WRITTEN EXERCISE
Locate every line in the records below that contains the string "controller", and copy each such line in full. Treat case as significant.

[Contour labeling items]
______________________________
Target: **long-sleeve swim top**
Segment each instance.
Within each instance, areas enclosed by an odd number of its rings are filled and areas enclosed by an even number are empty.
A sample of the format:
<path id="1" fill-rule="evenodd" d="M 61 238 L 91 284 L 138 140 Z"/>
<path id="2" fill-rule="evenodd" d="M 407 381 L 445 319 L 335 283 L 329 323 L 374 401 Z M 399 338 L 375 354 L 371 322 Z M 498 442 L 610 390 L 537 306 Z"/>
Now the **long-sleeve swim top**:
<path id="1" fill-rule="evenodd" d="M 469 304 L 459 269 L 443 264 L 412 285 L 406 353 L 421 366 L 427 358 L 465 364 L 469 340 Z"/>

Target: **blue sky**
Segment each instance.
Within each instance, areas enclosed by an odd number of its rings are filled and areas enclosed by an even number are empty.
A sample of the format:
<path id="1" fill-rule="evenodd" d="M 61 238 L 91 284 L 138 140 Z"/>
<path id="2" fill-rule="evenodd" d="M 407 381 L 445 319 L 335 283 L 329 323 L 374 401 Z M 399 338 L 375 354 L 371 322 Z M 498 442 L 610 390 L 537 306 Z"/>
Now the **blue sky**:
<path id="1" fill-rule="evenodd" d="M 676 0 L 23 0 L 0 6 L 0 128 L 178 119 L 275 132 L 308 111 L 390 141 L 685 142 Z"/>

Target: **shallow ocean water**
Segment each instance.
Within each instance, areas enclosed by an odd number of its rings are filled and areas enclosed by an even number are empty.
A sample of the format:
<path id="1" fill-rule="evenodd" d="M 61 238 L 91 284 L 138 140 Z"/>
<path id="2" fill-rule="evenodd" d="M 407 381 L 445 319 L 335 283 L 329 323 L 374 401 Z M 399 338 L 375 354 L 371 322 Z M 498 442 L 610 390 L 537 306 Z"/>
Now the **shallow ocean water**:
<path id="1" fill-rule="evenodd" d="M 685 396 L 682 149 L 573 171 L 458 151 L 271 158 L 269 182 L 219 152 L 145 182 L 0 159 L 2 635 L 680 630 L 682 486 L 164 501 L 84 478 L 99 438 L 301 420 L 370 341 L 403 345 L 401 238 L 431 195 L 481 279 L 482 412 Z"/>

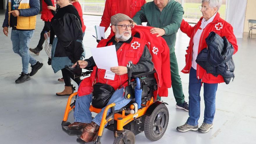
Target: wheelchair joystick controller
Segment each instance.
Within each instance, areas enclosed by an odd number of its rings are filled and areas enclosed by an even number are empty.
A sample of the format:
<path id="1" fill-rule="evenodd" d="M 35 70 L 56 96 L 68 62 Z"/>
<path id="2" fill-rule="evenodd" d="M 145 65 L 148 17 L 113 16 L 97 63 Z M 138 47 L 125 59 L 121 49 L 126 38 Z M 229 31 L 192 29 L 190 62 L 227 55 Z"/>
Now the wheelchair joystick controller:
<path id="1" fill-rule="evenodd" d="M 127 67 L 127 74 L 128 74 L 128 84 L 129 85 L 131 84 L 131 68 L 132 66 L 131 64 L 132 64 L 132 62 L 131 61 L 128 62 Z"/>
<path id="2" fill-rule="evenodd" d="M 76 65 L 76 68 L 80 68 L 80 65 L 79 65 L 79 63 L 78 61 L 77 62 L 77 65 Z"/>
______________________________
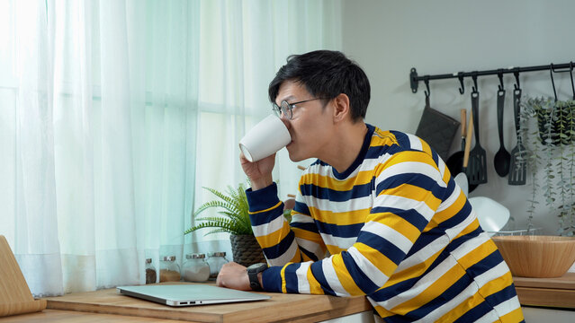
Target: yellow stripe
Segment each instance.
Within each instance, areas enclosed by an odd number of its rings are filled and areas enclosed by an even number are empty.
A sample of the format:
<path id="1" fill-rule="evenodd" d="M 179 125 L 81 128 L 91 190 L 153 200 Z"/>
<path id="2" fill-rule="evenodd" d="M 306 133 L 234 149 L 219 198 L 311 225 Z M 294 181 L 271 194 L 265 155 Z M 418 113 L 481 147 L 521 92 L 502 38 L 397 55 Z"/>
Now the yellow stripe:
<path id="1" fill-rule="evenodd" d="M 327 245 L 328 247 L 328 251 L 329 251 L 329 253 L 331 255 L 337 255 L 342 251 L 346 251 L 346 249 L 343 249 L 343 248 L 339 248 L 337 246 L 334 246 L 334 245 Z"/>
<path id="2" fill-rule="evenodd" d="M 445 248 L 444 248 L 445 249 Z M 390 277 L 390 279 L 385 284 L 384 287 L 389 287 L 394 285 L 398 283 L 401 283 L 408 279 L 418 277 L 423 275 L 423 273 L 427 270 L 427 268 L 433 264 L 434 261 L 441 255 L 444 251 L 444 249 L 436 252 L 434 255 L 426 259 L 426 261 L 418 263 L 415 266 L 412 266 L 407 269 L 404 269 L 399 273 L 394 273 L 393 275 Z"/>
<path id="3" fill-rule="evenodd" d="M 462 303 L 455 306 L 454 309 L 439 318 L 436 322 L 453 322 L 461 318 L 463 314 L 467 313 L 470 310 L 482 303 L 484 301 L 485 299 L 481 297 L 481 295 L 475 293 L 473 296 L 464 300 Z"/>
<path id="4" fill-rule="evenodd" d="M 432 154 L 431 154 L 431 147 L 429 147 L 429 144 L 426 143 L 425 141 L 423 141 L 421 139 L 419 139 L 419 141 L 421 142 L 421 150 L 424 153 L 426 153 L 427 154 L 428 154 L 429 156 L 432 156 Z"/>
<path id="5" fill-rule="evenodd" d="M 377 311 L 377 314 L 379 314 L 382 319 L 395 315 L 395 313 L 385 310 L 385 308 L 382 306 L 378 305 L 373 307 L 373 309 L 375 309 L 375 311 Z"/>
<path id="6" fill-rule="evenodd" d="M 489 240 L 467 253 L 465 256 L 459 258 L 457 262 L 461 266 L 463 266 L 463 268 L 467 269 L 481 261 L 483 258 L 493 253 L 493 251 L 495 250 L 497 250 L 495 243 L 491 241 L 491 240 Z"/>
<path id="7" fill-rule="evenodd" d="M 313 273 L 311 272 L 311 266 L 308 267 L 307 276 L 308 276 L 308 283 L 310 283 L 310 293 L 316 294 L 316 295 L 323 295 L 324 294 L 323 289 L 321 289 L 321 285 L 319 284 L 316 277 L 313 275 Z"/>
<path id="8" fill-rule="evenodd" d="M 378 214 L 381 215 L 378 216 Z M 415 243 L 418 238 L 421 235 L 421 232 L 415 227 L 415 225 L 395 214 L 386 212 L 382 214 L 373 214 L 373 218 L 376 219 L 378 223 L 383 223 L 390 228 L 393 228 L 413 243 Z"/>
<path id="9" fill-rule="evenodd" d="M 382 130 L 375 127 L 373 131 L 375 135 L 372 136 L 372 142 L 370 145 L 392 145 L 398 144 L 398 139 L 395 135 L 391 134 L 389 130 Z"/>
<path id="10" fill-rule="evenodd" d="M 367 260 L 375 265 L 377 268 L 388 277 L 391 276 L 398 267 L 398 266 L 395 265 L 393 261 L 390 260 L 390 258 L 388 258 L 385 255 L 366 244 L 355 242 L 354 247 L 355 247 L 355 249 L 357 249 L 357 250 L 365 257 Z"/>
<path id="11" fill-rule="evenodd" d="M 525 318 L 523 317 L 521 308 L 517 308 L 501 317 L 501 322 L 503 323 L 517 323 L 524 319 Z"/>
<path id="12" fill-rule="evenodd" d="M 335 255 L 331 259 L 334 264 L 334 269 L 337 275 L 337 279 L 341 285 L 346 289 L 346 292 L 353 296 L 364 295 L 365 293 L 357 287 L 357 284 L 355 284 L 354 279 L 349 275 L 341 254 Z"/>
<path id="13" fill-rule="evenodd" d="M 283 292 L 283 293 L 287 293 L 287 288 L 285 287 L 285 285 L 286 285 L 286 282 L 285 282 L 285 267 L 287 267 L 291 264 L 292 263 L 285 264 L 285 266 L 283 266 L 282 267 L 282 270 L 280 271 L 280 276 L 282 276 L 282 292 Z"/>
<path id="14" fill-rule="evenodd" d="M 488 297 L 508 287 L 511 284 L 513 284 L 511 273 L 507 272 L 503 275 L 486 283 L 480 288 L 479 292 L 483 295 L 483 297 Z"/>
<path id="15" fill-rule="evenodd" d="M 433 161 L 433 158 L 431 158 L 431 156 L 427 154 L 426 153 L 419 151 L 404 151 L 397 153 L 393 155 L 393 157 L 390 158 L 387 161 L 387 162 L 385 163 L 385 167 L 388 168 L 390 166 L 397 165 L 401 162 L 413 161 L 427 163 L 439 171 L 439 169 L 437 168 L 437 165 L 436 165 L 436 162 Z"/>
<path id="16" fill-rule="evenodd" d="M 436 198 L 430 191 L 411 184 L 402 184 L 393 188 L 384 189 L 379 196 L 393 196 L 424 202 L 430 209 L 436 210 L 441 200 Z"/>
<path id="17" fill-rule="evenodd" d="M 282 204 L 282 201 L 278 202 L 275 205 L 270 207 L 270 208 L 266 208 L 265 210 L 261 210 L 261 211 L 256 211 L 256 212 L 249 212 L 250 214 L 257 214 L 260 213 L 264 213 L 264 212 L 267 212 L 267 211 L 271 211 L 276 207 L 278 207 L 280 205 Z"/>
______________________________
CORRECT RESPONSE
Target: wheelchair joystick controller
Now the wheelchair joystick controller:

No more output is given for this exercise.